Set exercise: Put every line below into a Markdown table with two columns, Row and Text. Number the rows in order and leave out any blank lines.

Excerpted records:
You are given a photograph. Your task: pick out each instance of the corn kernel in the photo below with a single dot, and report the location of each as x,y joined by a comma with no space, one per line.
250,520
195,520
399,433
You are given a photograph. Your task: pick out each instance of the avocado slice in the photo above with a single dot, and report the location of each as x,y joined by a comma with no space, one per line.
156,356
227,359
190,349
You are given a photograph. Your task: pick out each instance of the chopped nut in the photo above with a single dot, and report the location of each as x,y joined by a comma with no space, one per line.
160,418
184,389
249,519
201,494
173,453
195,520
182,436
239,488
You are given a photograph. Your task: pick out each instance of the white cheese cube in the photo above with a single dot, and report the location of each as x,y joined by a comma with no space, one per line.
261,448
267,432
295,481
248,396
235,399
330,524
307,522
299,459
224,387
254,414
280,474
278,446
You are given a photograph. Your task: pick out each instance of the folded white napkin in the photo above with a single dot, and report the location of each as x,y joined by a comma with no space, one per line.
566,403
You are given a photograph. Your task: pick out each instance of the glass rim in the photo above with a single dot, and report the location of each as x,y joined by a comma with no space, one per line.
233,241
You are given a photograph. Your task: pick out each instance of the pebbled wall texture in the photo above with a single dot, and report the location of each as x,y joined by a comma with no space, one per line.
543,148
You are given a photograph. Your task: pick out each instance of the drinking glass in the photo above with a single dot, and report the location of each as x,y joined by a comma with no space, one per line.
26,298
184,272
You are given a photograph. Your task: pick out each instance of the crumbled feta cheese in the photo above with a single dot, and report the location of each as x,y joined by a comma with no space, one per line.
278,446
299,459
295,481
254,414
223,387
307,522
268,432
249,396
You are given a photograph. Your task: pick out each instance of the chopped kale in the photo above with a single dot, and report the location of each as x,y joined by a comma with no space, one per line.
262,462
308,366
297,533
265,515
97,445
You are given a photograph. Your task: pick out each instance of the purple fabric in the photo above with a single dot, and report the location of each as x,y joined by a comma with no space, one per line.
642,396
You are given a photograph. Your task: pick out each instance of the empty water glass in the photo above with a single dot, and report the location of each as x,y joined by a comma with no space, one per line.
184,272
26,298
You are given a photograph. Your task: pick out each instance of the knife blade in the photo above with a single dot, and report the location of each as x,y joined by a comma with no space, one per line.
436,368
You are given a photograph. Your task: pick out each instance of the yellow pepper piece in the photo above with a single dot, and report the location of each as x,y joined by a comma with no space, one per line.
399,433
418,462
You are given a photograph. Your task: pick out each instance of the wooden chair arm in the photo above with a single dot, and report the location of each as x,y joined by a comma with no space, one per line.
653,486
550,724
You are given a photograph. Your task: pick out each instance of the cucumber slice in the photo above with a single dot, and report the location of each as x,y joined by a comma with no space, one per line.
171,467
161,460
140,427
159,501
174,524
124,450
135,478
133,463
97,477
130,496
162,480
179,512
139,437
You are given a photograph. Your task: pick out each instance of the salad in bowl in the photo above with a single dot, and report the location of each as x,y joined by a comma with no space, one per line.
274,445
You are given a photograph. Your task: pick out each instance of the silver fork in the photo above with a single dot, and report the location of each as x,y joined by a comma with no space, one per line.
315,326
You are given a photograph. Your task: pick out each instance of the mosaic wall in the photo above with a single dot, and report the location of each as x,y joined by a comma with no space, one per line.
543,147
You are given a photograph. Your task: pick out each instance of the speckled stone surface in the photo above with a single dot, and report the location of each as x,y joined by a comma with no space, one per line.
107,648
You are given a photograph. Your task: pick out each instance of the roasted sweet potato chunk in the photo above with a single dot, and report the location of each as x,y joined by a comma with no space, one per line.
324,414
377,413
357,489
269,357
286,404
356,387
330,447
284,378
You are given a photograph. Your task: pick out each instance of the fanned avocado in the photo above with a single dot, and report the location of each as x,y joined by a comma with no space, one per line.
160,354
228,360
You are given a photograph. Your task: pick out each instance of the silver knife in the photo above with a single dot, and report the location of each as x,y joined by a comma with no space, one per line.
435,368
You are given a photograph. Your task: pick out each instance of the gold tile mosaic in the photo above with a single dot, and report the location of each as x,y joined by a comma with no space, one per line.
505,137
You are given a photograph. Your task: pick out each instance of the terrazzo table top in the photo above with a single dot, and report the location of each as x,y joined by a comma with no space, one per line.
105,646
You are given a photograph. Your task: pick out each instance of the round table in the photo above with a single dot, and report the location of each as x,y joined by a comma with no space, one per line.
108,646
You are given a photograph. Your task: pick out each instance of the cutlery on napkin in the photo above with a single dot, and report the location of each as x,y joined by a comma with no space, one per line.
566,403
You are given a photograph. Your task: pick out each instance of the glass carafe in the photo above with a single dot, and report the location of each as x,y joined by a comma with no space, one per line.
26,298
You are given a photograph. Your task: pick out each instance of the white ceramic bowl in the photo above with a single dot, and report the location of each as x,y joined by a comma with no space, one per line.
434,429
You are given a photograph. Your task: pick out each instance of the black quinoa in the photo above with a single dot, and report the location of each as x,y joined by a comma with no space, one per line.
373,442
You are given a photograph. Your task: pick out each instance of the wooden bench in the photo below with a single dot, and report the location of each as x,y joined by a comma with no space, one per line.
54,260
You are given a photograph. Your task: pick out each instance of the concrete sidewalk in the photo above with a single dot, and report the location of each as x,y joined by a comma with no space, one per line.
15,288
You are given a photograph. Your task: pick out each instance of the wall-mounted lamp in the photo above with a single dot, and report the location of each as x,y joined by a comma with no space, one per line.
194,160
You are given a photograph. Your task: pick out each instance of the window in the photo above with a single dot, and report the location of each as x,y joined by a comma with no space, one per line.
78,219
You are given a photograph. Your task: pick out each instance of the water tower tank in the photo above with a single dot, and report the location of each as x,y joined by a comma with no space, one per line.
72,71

Written solution:
| Row | Text |
|---|---|
| 1 | You are given a photograph. Your task: pick out each instance of the corn kernel in the photo below with a single dot, and report the location of each as x,y joined by a comma with no space, one per line. |
| 2 | 250,520 |
| 3 | 195,520 |
| 4 | 399,433 |
| 5 | You are given a photograph. Your task: pick out each instance of the avocado slice in the photo above with a single dot, and report the location of each as x,y joined by a comma with no space, one per line. |
| 6 | 156,356 |
| 7 | 227,359 |
| 8 | 190,349 |
| 9 | You are given a photograph. Your task: pick out each instance of the chopped nut in the photo above with a single dot, and report the location of each as x,y joined by a comma with no space, one per line. |
| 10 | 160,418 |
| 11 | 184,389 |
| 12 | 249,519 |
| 13 | 201,494 |
| 14 | 173,453 |
| 15 | 195,520 |
| 16 | 182,436 |
| 17 | 239,488 |
| 18 | You are given a photograph. Your task: pick out each instance of the white cheese cube in the photo above with a single dot, and report the location of each as x,y joined by a comma with no space, one per line. |
| 19 | 261,448 |
| 20 | 267,432 |
| 21 | 295,481 |
| 22 | 248,396 |
| 23 | 235,399 |
| 24 | 330,524 |
| 25 | 307,522 |
| 26 | 299,459 |
| 27 | 224,387 |
| 28 | 254,414 |
| 29 | 280,474 |
| 30 | 278,446 |
| 31 | You are given a photograph. Your task: pick out each instance of the folded white napkin in the photo above with a single dot, and report the location of each as x,y joined by a comma with no space, one per line. |
| 32 | 566,403 |
| 33 | You are given a photograph. Your task: pick out each instance of the glass rim in the photo above with a single dot, and report the location of each as x,y joined by a comma with no space, one per line. |
| 34 | 233,241 |
| 35 | You are given a photograph. Your task: pick out each instance of the pebbled wall texture in the photo above with a single dot, and report the location of each as x,y joined by a comma with no space, one per line. |
| 36 | 543,148 |
| 37 | You are given a photograph. Your task: pick out each instance of the drinking glass in the photo above with a single dot, and report the location of each as x,y joined by a comma with no space, one per line. |
| 38 | 26,298 |
| 39 | 184,272 |
| 40 | You are given a photograph. Your task: pick out each instance of the crumbled feta cheese in the photo above with a single dot, and report the location of each as x,y joined by a comma with no space, one per line. |
| 41 | 278,446 |
| 42 | 299,459 |
| 43 | 295,481 |
| 44 | 254,414 |
| 45 | 223,387 |
| 46 | 307,522 |
| 47 | 268,432 |
| 48 | 249,396 |
| 49 | You are given a photograph. Your task: pick out each instance of the chopped kale in the photo above with a single dot, and report the location of each as x,y joined by a comma with no space, one per line. |
| 50 | 262,462 |
| 51 | 308,366 |
| 52 | 297,533 |
| 53 | 265,515 |
| 54 | 97,445 |
| 55 | You are given a photograph. Your task: pick out each instance of the purple fabric in the photo above with a single dot, and report the location of each as x,y joined by a comma with no space, one per line. |
| 56 | 642,396 |
| 57 | You are given a photograph. Your task: pick out each instance of the empty water glass in the photo above with a single dot, and report the location of each as x,y joined by a comma with no space, one per line. |
| 58 | 184,272 |
| 59 | 26,298 |
| 60 | You are given a photograph. Your task: pick out each instance of the knife blade in the photo above with a single dot, and report the location of each as x,y joined by a comma with no space, one per line. |
| 61 | 436,368 |
| 62 | You are given a photograph. Your task: pick out each instance of the yellow pepper piece in the photo above with a single dot, and report the location of each as x,y joined by a comma with no space, one per line. |
| 63 | 399,433 |
| 64 | 418,462 |
| 65 | You are given a photograph. Your task: pick out each instance of the wooden chair arm in the photo above with a single dot, and report the location of each as x,y joined by a comma with no space, one per line. |
| 66 | 653,486 |
| 67 | 550,724 |
| 68 | You are given a photograph. Your task: pick out each instance of the cucumber slice in the photo above with a single dot, and report the location of each as x,y joined by a comma with no space, one per line. |
| 69 | 171,467 |
| 70 | 161,460 |
| 71 | 140,427 |
| 72 | 159,501 |
| 73 | 174,524 |
| 74 | 124,450 |
| 75 | 135,478 |
| 76 | 133,463 |
| 77 | 97,477 |
| 78 | 130,496 |
| 79 | 162,480 |
| 80 | 179,512 |
| 81 | 139,437 |
| 82 | You are given a photograph. Your task: pick out each instance of the salad in bowl in the photo above with a single dot, and report the location of each as x,y joined by a comma with no space, one per line. |
| 83 | 274,445 |
| 84 | You are given a photograph. Your task: pick out each instance of the silver fork in the photo above with a single dot, and report the location of each as x,y joined by a comma with no space, one per line. |
| 85 | 315,326 |
| 86 | You are given a photograph. Your task: pick out each instance of the mosaic wall in the photo above with a single dot, and report the location of each as x,y joined by a comma with no space, one per line. |
| 87 | 543,147 |
| 88 | You are given a photograph. Your task: pick out each instance of the speckled stone surface in the photo above with a single dot, and report the location of each as x,y joined by a comma with no space, one per line. |
| 89 | 107,648 |
| 90 | You are given a photograph. Your task: pick out each instance of the roasted sweet potato chunk in the photo above with a single dot, and report the location of each as x,y joined by a comma with no space, one per line. |
| 91 | 324,414 |
| 92 | 377,413 |
| 93 | 357,489 |
| 94 | 269,357 |
| 95 | 286,404 |
| 96 | 356,387 |
| 97 | 330,447 |
| 98 | 284,378 |
| 99 | You are given a photograph. Your task: pick out each instance of the fanned avocado in the photo above with a single dot, and report the location of each as x,y joined by a comma with no space, one per line. |
| 100 | 160,354 |
| 101 | 228,360 |
| 102 | You are given a photograph. Your task: pick out each instance of the silver knife in the photo above with a single dot, and report the location of each as x,y joined by a comma with no space, one per line. |
| 103 | 435,368 |
| 104 | You are given a photograph. Your task: pick out each instance of the gold tile mosaic in the photo above with a single dot, and report the location of each as x,y joined by a comma with no space, one per line. |
| 105 | 505,137 |
| 106 | You are given a photograph. Your task: pick out each instance of the terrazzo table top in the photo above with a single dot, and report the location of each as x,y joined by a comma with no space, one per line. |
| 107 | 105,646 |
| 108 | You are given a photograph. Your task: pick out each instance of the round table in the photo above with a single dot, and report the location of each as x,y joined by a comma with no space, one per line. |
| 109 | 108,646 |
| 110 | You are given a photograph. Your task: pick out each instance of the cutlery on napkin in the photo above with a single dot, and report the location of each as x,y joined by a comma with no space, one per line. |
| 111 | 566,403 |
| 112 | You are given a photograph. Your task: pick out each instance of the glass carafe in the photo above with a single dot, and report the location of each as x,y joined by a comma with no space, one per line. |
| 113 | 26,298 |
| 114 | You are given a photograph. Your task: pick out each instance of the white ceramic bowl in the photo above with a single dot, and report the location of each as x,y joined by a comma with no space, one per line. |
| 115 | 434,429 |
| 116 | You are given a photograph. Your task: pick out each instance of the black quinoa in the photo above with a single dot, and report the location of each as x,y joined by a comma with no space, one per line. |
| 117 | 373,442 |
| 118 | You are given a photograph. Your task: pick out each instance of the wooden bench in the photo below with a single dot, and report the location of each as x,y joined by a comma with no space, one per line. |
| 119 | 54,260 |
| 120 | You are given a photograph. Your task: pick out each instance of the concrete sidewalk in the photo above with a single dot, and report the location of each as x,y joined by a comma with no space, one per line. |
| 121 | 15,288 |
| 122 | You are given a photograph. Your task: pick out each instance of the wall-mounted lamp in the photo above with a single dot, and report the location of each as x,y joined by a comma with no space, one per line. |
| 123 | 194,160 |
| 124 | You are given a photograph. Your task: pick out each instance of the window in the photo above with a single dot, and report the location of each as x,y joined by a comma with no space, one per line. |
| 125 | 78,219 |
| 126 | You are given a photograph. Your task: pick out each instance of the water tower tank in the photo above with a single dot, and report the location of each as x,y joined by a comma with no space, one per line. |
| 127 | 72,71 |